## Data excerpts
######

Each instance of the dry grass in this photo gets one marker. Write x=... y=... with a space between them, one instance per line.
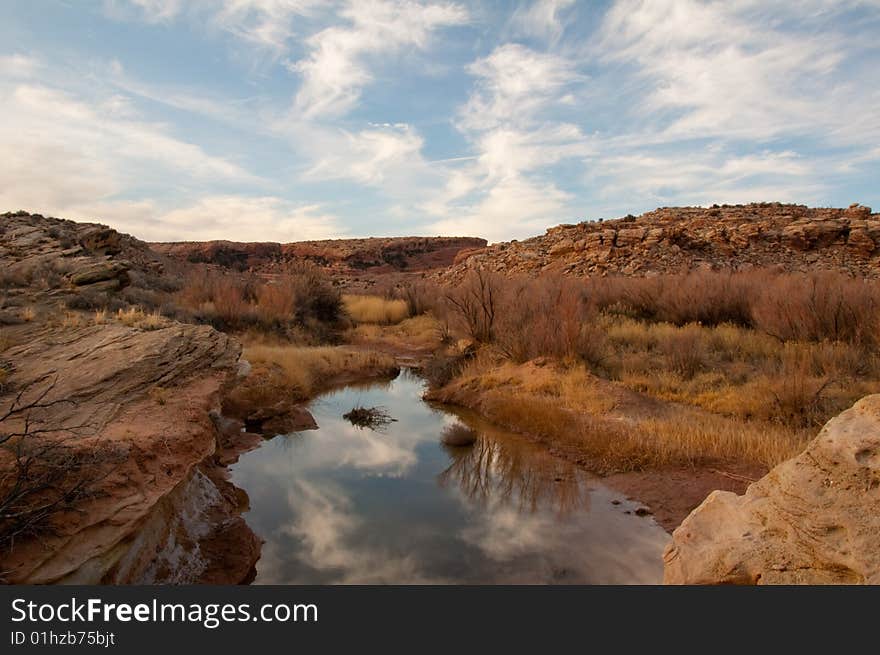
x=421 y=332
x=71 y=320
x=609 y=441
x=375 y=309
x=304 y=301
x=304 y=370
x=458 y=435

######

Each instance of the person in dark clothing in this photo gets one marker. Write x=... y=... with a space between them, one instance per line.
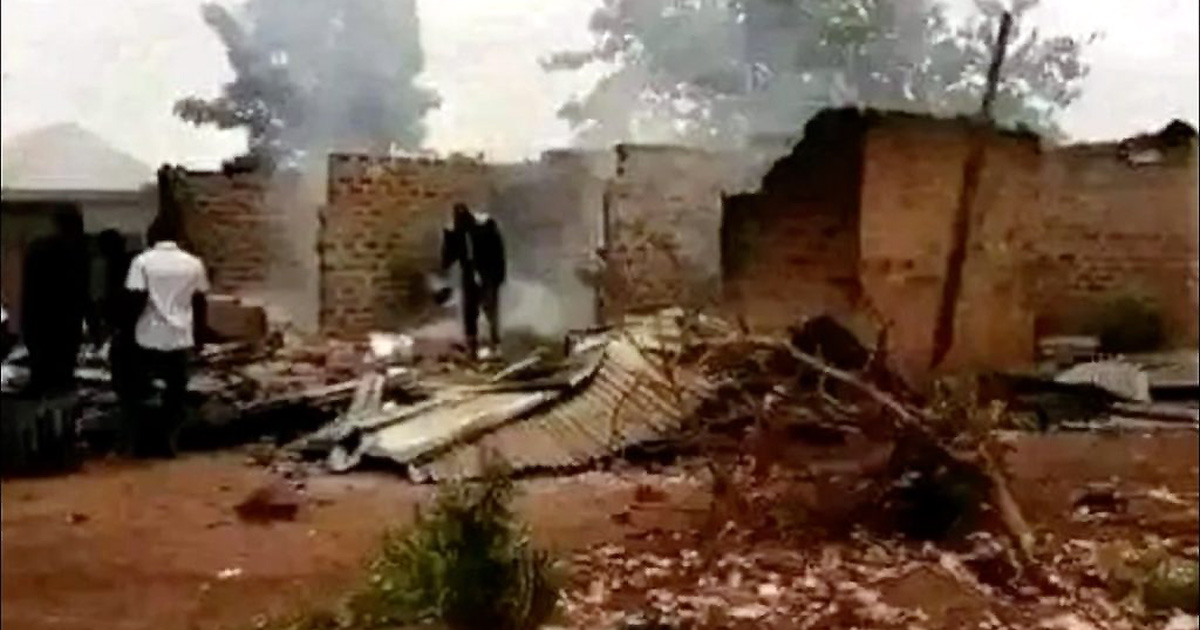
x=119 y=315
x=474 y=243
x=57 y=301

######

## What is required
Please return everything in the material above, from the line containing "Each instance of the dry" down to the line containing "x=458 y=435", both lines included and copied word for word. Leave the pictures out of your reply.

## Response for this exercise
Each instance of the dry grass in this photo gets one marker. Write x=... y=... with a space between them, one instance per line.
x=421 y=332
x=71 y=320
x=609 y=441
x=375 y=309
x=304 y=301
x=304 y=370
x=458 y=435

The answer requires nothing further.